* _AIM OF THE TASK_: Go to the line with "# test: locate returns one pin per instance" in the records below, then output it and each following line exactly, up to and including the line with "Target: building". Skip pictures and add nothing.

* _DATA UNDER STUDY_:
•••

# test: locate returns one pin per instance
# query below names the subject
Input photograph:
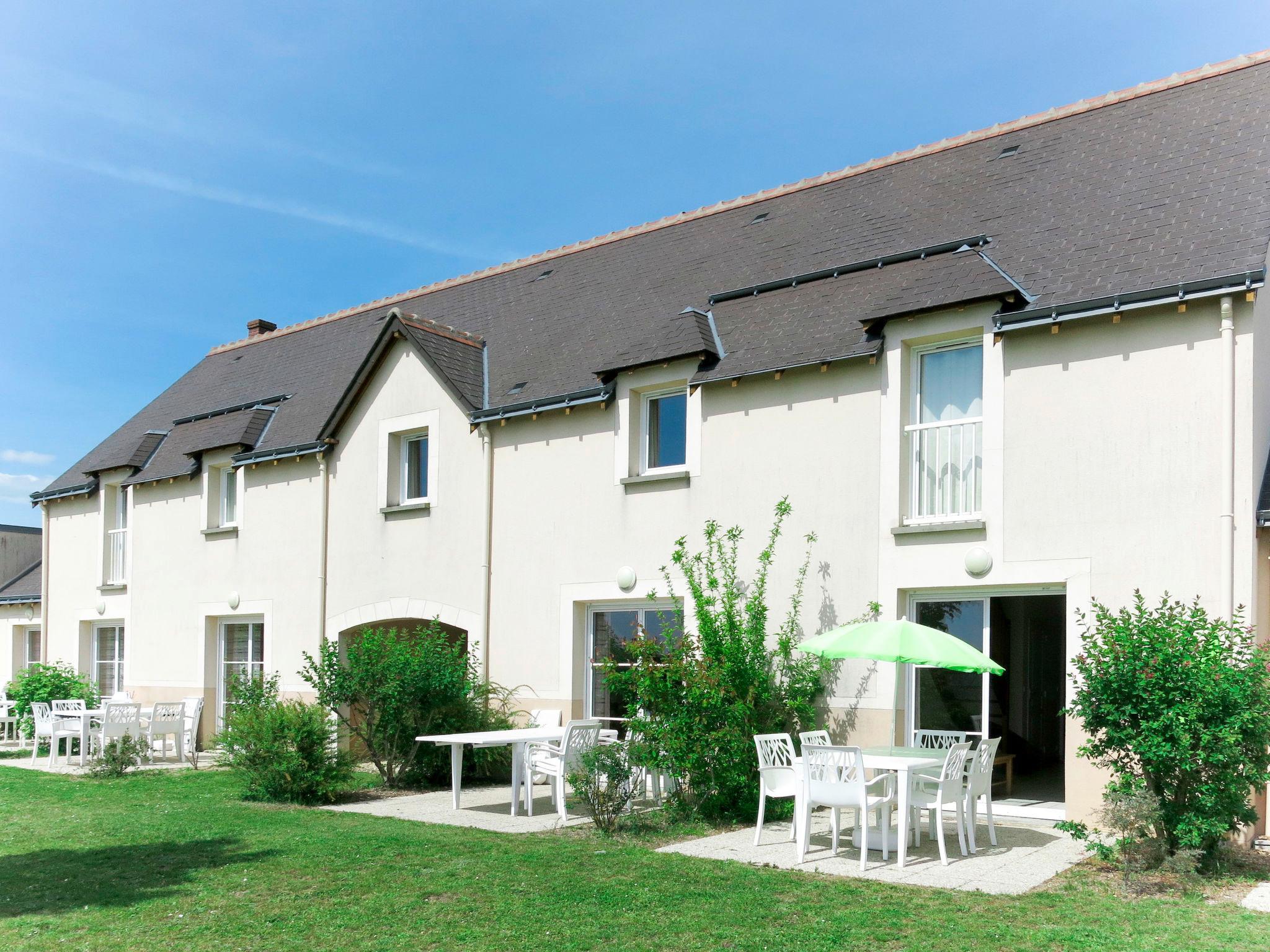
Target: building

•••

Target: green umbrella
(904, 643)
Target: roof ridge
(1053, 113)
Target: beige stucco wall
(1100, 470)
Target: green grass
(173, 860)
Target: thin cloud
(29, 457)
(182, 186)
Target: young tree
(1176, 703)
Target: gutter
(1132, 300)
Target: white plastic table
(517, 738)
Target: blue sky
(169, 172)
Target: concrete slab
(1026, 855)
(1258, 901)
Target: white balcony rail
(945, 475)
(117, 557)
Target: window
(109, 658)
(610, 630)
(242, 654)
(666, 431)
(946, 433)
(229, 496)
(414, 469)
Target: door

•••

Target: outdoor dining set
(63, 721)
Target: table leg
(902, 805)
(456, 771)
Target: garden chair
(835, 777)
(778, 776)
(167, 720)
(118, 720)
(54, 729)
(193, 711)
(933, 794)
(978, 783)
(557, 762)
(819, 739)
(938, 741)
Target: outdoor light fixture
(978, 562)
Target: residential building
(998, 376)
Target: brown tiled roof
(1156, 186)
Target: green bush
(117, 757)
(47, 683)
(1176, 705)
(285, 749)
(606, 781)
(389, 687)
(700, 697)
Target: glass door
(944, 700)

•••

* _SOLUTION BELOW_:
# test: locate returns one pin per instance
# query below names the subject
Input photograph:
Target: building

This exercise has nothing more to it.